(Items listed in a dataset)
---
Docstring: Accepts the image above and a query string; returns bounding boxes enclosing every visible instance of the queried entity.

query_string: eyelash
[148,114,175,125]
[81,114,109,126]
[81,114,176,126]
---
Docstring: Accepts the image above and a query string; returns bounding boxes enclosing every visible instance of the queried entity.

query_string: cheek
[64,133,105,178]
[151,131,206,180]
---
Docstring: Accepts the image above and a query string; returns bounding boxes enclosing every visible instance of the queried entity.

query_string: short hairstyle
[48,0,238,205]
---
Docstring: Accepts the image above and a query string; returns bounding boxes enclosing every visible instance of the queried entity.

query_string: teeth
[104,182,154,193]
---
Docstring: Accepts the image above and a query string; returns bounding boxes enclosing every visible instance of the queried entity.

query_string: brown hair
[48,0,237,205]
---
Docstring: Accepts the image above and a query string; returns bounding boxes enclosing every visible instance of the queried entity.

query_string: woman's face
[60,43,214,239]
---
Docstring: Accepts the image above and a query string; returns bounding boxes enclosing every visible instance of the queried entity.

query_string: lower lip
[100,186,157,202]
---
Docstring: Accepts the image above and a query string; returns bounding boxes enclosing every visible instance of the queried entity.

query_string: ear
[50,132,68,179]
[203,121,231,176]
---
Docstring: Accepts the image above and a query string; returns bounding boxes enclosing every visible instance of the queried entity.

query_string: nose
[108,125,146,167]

▸ GIVEN PROBLEM
Convert the rows above into a two-column CSV headed request,answer, with one line for each row. Put the row's full request text in the first field and its answer in the second, wrapping each field in double quotes and replacing line breaks with spaces.

▸ TASK SOLUTION
request,answer
"--- Docstring: Accepts the image above and a query string; returns bounding boxes enclosing every visible instance of the queried entity. query_string: eyelash","[148,114,175,125] [81,114,109,126] [81,114,176,126]"
"--- Docstring: Accepts the image above and a query string; returns bounding boxes enclosing every visible instance of the queried entity. query_string: cheek","[64,133,105,178] [151,131,206,180]"
"--- Docstring: Accepts the image above and a query string; returns bounding boxes enclosing every visible instance of the queried entity. query_string: short hairstyle","[48,0,238,205]"
"--- Docstring: Accepts the image above and a query string; returns bounding boxes enclosing every visible instance of the queried entity. query_string: teeth","[104,182,154,193]"
"--- Docstring: Accepts the image above and a query string; returns bounding boxes enclosing every visible instance of the queried entity. query_string: brown hair","[48,0,237,205]"
"--- Docstring: Accepts the image above and a query string; returns bounding boxes enclosing every visible instance of the queried entity. query_string: woman's face","[60,43,214,239]"
"--- Docstring: Accepts the image above and a query string; returns bounding boxes enclosing every visible instance of the queried entity. query_string: lower lip","[100,186,157,202]"
"--- Docstring: Accepts the image above and a query string; returns bounding boxes enclosing every visible instance of the queried entity. query_string: ear","[50,132,68,179] [203,121,231,176]"
"--- Docstring: Accepts the image above and a query string; returns bounding boxes enclosing every visible instance of the queried entity. query_string: nose","[108,125,146,167]"